- Tasks -
1. In the passage below about the tale of Qamar and Budur, condense the paragraph beginning "The little touches of revenge" into a short bulleted list that keeps its main facts.
2. In the passage below about the tale of Qamar and Budur, what is the solution to the transvestism and quasi-incest?

- Source excerpt -
━━━━━━━━━━━━━━━━━━━━━━━━━━━━━━
The tale of Qamar and Budur conflates the two sexual extremes in two different ways: first, a mock rape as a revenge for rejection (Budur-as-Qamar with Qamar), and then the accusation of rape made in revenge for rejection (the two queens’ calumny against the two sons).

When Budur-as-Qamar teased Qamar about forgetting how she was in bed, she laughed “until she fell on her back,” precisely the sexual position for a woman that the obscene poems explicitly rejected (advising the women to turn over on their stomachs) and that therefore may be an invitation for sex in the missionary position.

The little touches of revenge in Budur’s trick are bitter. In their first encounter, she had touched his penis and felt ashamed; now she gets him to touch what he thinks is her penis, and enjoys his confusion when it is not there. Her revenge extends into the last part of the story, when she almost makes him destroy his son (by the other wife) by claiming that the boy had raped her.

One of the obscene verses that Budur-as-Qamar recites to Qamar implies that one reason that Budur-as-Qamar does not sleep with women is that s/he does not want to have children. He chooses to sleep with men, writes the poet, because they do not menstruate or bear children; he does not wish to overpopulate the world with brats.

A legitimate son is, however, the raison d’être of the more typical clever wife, and Budur does have a son, though for a while he is a problem rather than a solution.

The blithe assertion that Qamar “lived with his wives in happiness and delight and fidelity and cheerfulness, spending one night with each in turn,” evokes the Middle-Eastern tradition that goes awry in the Hebrew Bible, in the story of Rachel and Leah, and fares little better here, where the “fidelity and cheerfulness” is certainly short-lived.

The fact that the solution to all of this transvestism and quasi-incest is to send the women home to live with their fathers might give a Freudian pause, but Qamar, too, ends up in his father’s realm, and it was in order to return to his father that Qamar left Budur in the first place.

Here I think the return to the fathers indicates little more than one more example of the virulent misogyny (and in this case the literal patriarchy) of the story.
━━━━━━━━━━━━━━━━━━━━━━━━━━━━━━
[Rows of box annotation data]
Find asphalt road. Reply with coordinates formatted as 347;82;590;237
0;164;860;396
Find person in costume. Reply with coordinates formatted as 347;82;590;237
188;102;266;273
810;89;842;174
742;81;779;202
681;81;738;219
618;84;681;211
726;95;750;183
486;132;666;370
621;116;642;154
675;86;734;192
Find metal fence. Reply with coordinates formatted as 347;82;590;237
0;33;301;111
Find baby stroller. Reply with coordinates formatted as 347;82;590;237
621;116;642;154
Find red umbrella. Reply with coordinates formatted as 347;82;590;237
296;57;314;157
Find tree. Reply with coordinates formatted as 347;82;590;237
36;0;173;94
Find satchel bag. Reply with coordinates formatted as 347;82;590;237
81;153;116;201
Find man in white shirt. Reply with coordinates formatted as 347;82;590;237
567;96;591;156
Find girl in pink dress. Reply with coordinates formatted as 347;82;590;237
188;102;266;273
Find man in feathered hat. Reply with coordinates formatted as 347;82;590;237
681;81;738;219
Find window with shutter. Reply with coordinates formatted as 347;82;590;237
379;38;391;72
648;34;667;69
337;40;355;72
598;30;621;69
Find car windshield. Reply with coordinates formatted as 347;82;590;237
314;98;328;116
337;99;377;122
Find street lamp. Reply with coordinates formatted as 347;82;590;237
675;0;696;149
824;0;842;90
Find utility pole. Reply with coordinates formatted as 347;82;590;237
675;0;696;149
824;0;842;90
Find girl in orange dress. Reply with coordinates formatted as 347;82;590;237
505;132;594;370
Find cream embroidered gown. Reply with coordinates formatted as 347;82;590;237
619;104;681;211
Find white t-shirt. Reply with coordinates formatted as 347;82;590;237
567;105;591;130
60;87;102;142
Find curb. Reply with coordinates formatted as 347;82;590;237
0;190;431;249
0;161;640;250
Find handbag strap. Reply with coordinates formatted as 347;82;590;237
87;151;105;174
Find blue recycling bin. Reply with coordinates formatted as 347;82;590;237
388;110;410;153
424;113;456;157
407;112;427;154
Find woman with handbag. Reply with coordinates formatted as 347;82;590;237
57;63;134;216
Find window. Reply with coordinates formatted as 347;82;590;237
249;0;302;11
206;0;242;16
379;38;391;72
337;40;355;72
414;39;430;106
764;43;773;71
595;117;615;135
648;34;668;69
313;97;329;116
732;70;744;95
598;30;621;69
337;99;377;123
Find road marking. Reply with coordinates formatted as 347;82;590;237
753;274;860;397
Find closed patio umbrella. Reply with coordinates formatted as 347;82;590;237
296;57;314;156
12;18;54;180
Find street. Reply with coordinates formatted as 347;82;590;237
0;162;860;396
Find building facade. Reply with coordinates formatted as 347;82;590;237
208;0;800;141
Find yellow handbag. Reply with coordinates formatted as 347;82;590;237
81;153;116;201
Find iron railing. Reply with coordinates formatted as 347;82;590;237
━━━━━━━━━━━━━━━━━━━━━━━━━━━━━━
- Answers for the tasks -
1.
- Budur's trick carries bitter touches of revenge.
- At their first encounter, she touched his penis and felt ashamed.
- Now she gets him to touch what he thinks is her penis, and she enjoys his confusion when it isn't there.
- Her revenge continues into the last part of the story, when she nearly makes him destroy his son by the other wife by claiming the boy raped her.

2. The women are sent home to live with their fathers.